EXTRACT TO READ:
Rich Kemp gives us a vintage playlist of the artists who made it past one-hit-wonderdom.

We will be running Gobify on a weekly basis from now on.  If you want to give us a Spotify playlist, on a theme of your choosing, to share with the rest of the Gobshout posse then please let us know.



Surrounding a band
, when they first debut on our radio waves, is always a shed-load of pressure. Not only are they expected to perform well – if not better – live, handle the strains of becoming famous and juggle a dozen broads all in the same night, but there are also extra special demands on them to release an album just as bitching as the first.

A second album has been known to make or break a band. We can all think of our own examples. Would Ian Brown be the solo artist he is today if The Stone Roses Second Coming had not bombed so badly? Would Blur have gone on to release storming tracks 'Tender' and 'Charmless Man' if they hadn’t first gained a whole host of fans with Modern Life Is Rubbish?

A second album can sometimes be a continuation of the band’s first album and therefore carry the same sound, but not always. Moods change, artists grow and people grow up. Listeners grow up with the bands too. I know that it wasn’t until I got a little older that I started to appreciate albums for the journey rather than just a few cool songs.

WHAT TO DO:
(A) Summarize the piece on second albums in two sentences.
(B) Output the passage of the piece on second albums between "We will be running" and "as the first.", inclusive, copied word for word.

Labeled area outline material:

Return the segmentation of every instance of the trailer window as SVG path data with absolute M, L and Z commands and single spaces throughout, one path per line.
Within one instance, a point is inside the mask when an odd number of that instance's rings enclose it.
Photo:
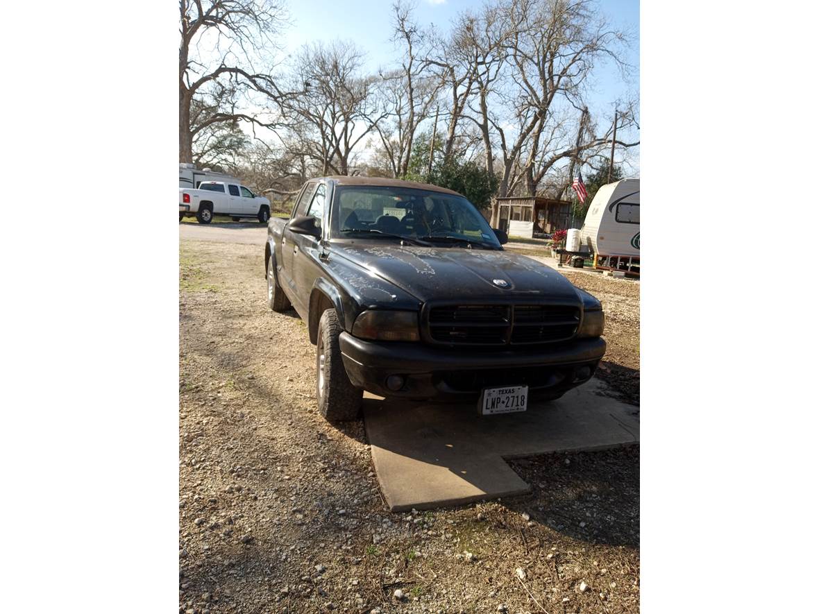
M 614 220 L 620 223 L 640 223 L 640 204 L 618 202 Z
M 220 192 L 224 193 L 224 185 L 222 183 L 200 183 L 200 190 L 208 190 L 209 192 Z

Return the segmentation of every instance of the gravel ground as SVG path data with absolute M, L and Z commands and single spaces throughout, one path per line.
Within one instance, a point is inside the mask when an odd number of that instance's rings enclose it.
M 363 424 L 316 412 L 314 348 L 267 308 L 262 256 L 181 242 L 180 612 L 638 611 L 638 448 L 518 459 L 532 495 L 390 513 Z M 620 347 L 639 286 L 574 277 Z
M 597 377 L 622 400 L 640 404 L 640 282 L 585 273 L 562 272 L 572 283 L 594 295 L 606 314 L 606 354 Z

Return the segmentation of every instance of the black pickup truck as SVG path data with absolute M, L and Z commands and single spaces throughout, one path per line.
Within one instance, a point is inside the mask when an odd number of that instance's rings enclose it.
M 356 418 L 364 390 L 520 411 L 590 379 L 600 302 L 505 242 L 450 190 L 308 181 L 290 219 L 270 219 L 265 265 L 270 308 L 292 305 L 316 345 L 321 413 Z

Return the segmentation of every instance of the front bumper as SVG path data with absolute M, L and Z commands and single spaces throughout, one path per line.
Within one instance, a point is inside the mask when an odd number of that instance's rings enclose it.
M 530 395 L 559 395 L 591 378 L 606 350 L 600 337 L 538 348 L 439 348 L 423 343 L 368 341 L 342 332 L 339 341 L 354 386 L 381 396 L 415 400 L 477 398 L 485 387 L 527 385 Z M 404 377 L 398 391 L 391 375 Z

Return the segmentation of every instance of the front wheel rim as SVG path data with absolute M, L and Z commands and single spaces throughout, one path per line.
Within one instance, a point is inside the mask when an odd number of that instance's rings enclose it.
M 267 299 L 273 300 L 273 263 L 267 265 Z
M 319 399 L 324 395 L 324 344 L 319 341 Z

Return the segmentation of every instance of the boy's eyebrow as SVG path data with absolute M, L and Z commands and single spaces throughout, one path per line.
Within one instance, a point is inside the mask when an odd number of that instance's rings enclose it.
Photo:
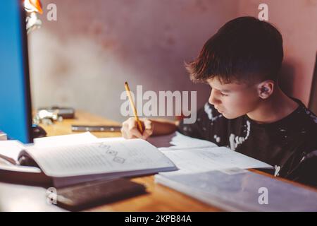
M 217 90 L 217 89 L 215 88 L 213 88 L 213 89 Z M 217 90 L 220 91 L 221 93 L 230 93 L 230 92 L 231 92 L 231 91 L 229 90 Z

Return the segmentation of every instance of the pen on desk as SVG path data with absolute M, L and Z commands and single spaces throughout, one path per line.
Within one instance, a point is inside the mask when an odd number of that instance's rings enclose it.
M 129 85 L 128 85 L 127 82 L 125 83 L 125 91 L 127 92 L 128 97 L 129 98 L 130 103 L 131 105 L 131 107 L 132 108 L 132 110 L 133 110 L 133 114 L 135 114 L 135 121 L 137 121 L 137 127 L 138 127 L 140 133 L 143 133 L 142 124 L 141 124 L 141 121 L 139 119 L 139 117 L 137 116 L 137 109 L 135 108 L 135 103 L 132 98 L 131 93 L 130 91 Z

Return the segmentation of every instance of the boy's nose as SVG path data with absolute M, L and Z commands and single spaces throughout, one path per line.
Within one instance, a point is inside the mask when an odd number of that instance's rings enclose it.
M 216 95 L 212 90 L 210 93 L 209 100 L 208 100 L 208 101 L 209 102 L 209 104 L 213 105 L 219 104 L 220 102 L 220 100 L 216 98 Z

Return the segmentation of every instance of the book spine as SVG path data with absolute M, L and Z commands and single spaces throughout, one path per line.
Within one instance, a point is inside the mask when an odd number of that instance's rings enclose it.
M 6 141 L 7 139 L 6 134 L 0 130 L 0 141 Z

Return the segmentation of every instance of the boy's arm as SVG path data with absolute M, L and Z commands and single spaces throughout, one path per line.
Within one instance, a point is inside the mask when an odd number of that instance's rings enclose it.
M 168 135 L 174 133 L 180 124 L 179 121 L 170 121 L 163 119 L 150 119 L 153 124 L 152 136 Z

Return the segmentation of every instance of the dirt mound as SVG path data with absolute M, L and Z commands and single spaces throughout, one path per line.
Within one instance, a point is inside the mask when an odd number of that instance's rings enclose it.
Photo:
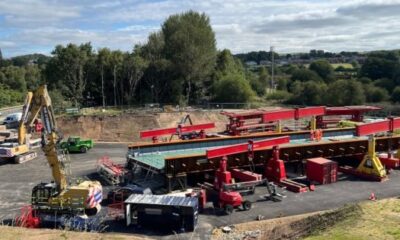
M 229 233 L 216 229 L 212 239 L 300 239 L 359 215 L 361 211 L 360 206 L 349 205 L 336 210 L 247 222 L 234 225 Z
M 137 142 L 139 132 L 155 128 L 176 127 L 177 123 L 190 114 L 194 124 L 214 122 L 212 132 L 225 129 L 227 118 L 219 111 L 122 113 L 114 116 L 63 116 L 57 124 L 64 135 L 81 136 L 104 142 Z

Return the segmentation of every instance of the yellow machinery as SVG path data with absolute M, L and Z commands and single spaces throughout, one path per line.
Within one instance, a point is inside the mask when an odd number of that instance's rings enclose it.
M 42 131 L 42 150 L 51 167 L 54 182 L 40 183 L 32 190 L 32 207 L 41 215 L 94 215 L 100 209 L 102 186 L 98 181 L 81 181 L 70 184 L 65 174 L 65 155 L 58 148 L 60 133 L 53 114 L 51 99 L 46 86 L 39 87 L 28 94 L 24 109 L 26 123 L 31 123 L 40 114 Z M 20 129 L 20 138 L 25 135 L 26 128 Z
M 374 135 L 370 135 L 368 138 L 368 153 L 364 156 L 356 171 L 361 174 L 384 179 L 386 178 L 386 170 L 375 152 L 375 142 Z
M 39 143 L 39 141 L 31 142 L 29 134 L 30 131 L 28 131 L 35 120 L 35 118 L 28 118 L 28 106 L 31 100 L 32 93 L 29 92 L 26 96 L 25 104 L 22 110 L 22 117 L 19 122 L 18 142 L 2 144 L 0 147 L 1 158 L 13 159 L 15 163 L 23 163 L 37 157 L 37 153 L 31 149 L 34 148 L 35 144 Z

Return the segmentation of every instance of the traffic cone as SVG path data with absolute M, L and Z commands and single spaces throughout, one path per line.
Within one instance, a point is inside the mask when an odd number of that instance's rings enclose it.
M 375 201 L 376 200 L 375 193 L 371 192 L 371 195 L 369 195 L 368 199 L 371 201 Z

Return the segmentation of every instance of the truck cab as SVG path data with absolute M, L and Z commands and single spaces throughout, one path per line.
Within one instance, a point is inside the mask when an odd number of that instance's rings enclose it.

ANSWERS PER TASK:
(A) Gobify will now run weekly, and readers are invited to offer a Spotify playlist on a theme of their choosing. A band faces heavy pressure to follow its debut with an equally strong album, since a second album can make or break a band, though it may or may not carry the first album's sound as artists and listeners grow up.

(B)
We will be running Gobify on a weekly basis from now on.  If you want to give us a Spotify playlist, on a theme of your choosing, to share with the rest of the Gobshout posse then please let us know.



Surrounding a band
, when they first debut on our radio waves, is always a shed-load of pressure. Not only are they expected to perform well – if not better – live, handle the strains of becoming famous and juggle a dozen broads all in the same night, but there are also extra special demands on them to release an album just as bitching as the first.